Por la juventud termal

Las beatíficas aguas medicinales brotan por doquier como reclamo turístico. La visita a un balneario, no obstante, puede depararnos vivencias emocionales más complejas e intensas que las que suponemos a una simple puesta a punto de nuestra oxidada maquinaria
Imagen promocional de la película 'La juventud', de Paolo Sorrentino (2015)
photo_camera Imagen promocional de la película 'La juventud', de Paolo Sorrentino (2015)

Hace algunos años, quizá mil, un profesor de dibujo que ejercía en un instituto a orillas del Tambre, cerca de Ramil, se vio superado por un serio aprieto existencial. Había pedido a sus alumnos que dibujasen para un examen cuatro partes del cuerpo humano. Uno de ellos entregó únicamente el dibujo de un ojo, obteniendo sin embargo la máxima calificación. Algunos alumnos que habían suspendido a pesar de haber cumplido con la tarea impuesta protestaron airadamente. El asunto llegó al Ministerio de Educación. El profesor se defendió argumentando que, aunque aquel alumno había empleado el mismo tiempo que sus compañeros en dibujar un solo elemento, la perfección y magnetismo de aquel ojo, de aquella mirada, solo podían merecer el reconocimiento a su excelencia. El disgusto le abocó a abandonar la docencia, de la que se refugió en un balneario. Allí, según contó, se acercó a Dios hasta el punto de tomar la decisión de enfrascarse en una ardua tesis con la que pretendía dilucidar si la manzana del Paraíso había sido Golden o Tabardilla. Esto último es una antigua y estúpida invención que probablemente publique ahora por segunda vez. Tanto da. Quería preguntarme, sin más ambages, si los balnearios son eficaces, aunque el asunto depende, claro está, de qué tipo de mal pretendamos curarnos.

Recientemente me reencontré con Herman Hesse, de quien devoré una antología de cuentos cursando séptimo de EGB. Lo hice leyendo En el balneario. La distancia vital que media entre aquella primera experiencia —casi infantil, pero de la que guardo una viva impresión— y esta última es considerable. Por el camino habían quedado, como dos guijarros hoy cubiertos por verdín, una lectura adolescente de Bajo la rueda y un intento fallido de sumergirme en El juego de los abalorios, tarea que todavía debe esperar. Ahora, tanto tiempo después, puedo cifrar el verdadero valor sentimental que aquellos cuentos precipitaron en el poso de mis entendederas. Mi reencuentro con Hesse ha sido como una estadía más o menos prolongada en un balneario, aunque jamás haya visitado uno. No por ello he dejado de sentir mi piel reblandecida y mi espíritu colonizado por una ociosidad de rituales tan terapéuticos como absurdos, comidas puntuales y copiosas y toneladas de tiempo libre, muy al estilo del sanatorio en el que Hans Castorp estancó su vida en las páginas de La montaña mágica de Thomas Mann. Más enojoso me resultaría vestirme de gala para acompañar a los personajes de Humo de Ivan Turguenev o gastar mis cuartos y mi decoro en la ruleta que fue la perdición del protagonista de El jugador, novela que Dostoyevski dictó en veintiséis días a su prometida Anna Grigorjevna Snitkina. Cuánta ardiente pasión imagino entre cuartilla y cuartilla.

============================================================

| Objetivo del ejercicio |
¿Cómo seguiría el artículo sobre los balnearios después de su última frase? Escribe la continuación.

| Entradas de datos almacenadas |
============================================================

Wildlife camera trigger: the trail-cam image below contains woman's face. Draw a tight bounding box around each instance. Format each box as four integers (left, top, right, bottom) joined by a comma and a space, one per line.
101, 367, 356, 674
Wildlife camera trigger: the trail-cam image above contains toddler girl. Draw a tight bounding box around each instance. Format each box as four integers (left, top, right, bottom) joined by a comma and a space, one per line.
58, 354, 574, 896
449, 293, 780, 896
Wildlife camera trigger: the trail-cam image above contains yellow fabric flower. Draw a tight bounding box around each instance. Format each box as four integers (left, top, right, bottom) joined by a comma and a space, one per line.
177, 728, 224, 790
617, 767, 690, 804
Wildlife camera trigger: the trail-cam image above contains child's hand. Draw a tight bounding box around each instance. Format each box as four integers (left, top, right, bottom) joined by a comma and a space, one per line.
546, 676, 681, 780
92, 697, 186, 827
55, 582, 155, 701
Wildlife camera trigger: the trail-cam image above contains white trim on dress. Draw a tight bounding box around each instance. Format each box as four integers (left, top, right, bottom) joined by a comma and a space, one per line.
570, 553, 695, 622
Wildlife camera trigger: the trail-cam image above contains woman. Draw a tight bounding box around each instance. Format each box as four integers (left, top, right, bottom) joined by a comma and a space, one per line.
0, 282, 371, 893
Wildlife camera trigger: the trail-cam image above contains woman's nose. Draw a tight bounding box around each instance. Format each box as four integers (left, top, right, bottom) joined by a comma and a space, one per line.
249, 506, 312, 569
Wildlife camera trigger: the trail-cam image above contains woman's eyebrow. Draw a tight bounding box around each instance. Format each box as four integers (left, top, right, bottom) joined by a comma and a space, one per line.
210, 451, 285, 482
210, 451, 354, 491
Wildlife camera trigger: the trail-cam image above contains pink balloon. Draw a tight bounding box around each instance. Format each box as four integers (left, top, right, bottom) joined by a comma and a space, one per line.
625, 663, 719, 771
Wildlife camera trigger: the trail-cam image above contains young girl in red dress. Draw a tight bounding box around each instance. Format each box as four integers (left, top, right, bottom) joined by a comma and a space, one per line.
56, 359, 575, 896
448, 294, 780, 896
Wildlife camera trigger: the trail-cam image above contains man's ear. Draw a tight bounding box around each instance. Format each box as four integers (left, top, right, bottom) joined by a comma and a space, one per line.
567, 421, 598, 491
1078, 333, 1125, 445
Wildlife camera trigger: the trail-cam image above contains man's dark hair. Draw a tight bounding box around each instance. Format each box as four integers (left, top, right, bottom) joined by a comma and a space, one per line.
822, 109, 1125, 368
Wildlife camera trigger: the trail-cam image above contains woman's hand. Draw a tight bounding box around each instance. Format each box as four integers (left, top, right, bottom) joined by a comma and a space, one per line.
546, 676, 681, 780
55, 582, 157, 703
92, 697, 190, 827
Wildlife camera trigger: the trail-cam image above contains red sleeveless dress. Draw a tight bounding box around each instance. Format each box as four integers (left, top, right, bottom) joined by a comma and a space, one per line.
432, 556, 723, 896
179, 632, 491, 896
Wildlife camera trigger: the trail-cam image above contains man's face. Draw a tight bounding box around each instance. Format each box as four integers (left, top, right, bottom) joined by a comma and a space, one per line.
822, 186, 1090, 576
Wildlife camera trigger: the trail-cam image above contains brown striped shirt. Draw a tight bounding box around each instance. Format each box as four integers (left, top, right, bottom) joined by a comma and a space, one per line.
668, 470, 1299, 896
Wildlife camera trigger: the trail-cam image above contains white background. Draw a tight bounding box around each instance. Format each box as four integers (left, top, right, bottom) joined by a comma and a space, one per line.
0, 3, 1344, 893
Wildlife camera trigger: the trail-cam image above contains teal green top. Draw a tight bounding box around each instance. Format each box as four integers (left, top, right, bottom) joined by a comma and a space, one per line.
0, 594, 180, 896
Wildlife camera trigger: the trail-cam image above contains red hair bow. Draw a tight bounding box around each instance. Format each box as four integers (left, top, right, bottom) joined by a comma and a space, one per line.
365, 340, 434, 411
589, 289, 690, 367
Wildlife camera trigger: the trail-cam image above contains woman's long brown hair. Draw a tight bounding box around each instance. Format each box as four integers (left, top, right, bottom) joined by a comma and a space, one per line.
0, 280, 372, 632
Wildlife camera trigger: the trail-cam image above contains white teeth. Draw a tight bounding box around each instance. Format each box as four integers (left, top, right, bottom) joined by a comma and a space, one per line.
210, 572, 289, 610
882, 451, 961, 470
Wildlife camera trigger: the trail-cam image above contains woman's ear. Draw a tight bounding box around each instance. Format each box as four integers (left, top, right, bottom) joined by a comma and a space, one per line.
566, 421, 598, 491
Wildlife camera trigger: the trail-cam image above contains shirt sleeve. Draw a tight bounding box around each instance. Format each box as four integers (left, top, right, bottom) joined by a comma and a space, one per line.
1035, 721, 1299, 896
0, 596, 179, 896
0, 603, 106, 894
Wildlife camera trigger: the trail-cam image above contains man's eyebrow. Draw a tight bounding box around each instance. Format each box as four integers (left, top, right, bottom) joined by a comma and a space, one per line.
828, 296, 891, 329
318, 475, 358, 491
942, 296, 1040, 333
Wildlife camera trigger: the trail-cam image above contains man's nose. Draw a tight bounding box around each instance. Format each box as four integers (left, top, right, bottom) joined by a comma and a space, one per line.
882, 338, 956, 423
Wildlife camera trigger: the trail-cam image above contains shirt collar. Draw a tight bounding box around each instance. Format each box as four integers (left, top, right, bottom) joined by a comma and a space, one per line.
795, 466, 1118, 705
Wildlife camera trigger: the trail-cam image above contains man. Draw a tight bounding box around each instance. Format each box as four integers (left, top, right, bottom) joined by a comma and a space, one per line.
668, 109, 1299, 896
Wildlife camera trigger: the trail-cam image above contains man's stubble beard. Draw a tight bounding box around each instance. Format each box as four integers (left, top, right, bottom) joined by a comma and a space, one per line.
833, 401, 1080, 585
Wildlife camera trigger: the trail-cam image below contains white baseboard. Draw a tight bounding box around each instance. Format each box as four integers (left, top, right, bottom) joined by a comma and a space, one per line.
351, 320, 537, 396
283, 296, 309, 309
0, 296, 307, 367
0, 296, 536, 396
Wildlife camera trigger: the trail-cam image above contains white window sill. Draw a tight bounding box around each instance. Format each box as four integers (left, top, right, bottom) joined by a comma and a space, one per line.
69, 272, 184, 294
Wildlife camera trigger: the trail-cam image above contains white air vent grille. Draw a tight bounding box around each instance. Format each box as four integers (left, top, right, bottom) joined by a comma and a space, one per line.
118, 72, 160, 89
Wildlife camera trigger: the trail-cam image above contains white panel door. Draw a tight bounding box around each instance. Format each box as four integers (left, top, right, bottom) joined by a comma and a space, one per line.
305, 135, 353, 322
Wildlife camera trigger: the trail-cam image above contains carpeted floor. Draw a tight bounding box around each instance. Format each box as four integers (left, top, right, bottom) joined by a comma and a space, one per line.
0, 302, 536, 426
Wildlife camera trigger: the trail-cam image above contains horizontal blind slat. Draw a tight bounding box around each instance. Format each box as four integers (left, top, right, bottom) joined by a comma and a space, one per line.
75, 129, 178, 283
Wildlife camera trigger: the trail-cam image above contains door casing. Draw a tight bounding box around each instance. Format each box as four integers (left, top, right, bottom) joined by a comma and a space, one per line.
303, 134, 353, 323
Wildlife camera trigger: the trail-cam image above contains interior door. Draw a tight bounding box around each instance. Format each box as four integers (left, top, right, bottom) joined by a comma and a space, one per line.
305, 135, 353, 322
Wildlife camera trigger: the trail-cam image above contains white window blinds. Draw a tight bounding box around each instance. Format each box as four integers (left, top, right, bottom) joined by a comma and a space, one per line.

============================================================

| Respuesta escrita |
Un cruce entre el galante Baden y el ambiente de alta montaña de la novela de Mann es el escogido por Paolo Sorrentino para su película La juventud. En su heterogénea banda sonora destaca por su reiteración una versión —deslucida— de Onward, composición del prematuramente desaparecido Chris Squire. Se trata de uno de esos músicos que jamás tuvieron —ni tendrán— predicamento por latitudes cuya escasa educación musical ahogó definitivamente la ridícula consagración de la movida de los ochenta como canon de audacia y creatividad. Aunque solo fuese por haber sido el responsable de que los conciertos de su banda se abriesen con una audición de un fragmento de El pájaro de fuego, su aportación al género humano ya merece cien mil veces mayor reconocimiento que los torpes y malparidos dibujos de aquellos fantoches de la movida, quienes todavía se preguntan hoy cuáles son las partes del cuerpo humano. Recuerdo haber escogido la última fila para ver la película de Sorrentino. Unos adolescentes se sentaron a dos butacas de mis tristes posaderas. Al acabar la proyección salieron apresuradamente. Habían dejado por el suelo un rastro hanselgreteliano de palomitas. El cubo que las contenía, los vasos de plástico y sus correspondientes pajitas yacían sobre las butacas a modo de estercolero. A la salida me crucé con una enigmática y bella joven que misteriosamente me aguantó la mirada, pero que nunca volveré a ver. Hoy me pregunto si, cuando relea aquellos maravillosos cuentos de Hesse, sabré por fin si todavía puedo presumir de juventud.